Task goal
Please arrange the lines of the material below as a numbered list, from its first line through the line that contains "[(50, 44), (88, 44)]", both included, with blank lines left out. Omit the pictures from your answer.

The records

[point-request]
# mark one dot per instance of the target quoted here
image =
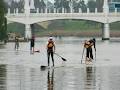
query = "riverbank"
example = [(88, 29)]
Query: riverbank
[(90, 33)]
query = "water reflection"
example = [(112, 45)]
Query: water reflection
[(90, 78), (3, 77), (50, 79)]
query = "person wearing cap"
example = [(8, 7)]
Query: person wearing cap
[(16, 42), (50, 50), (32, 44), (88, 45)]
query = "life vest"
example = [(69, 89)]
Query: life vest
[(50, 44), (88, 44)]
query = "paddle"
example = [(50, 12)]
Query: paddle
[(61, 57), (82, 55)]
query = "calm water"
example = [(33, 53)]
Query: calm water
[(20, 70)]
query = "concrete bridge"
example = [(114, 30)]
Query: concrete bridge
[(28, 18)]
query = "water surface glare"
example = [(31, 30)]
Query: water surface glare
[(20, 70)]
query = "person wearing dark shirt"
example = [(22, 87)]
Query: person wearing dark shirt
[(88, 45)]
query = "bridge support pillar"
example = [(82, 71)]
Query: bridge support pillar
[(106, 32), (27, 31)]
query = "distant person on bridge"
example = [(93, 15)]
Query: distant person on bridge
[(88, 45), (50, 50), (16, 42)]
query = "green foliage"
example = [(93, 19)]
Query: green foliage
[(91, 5)]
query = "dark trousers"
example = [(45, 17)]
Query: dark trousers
[(89, 53), (50, 53)]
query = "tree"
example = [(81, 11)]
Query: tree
[(3, 21)]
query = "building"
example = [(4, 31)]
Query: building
[(114, 4)]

Answer to the problem
1. [point-request]
2. # mark one dot per instance of the target quoted here
3. image =
4. query = "riverbank"
5. example = [(88, 29)]
6. Query: riverbank
7. [(90, 33)]
8. query = "water reflection"
9. example = [(112, 45)]
10. Query: water reflection
11. [(90, 78), (3, 77), (50, 79)]
12. query = "person wearing cap"
13. example = [(8, 7)]
14. Query: person wearing cap
15. [(16, 42), (50, 50), (32, 44), (88, 45)]
16. query = "life vest"
17. example = [(69, 89)]
18. Query: life vest
19. [(50, 44), (88, 44)]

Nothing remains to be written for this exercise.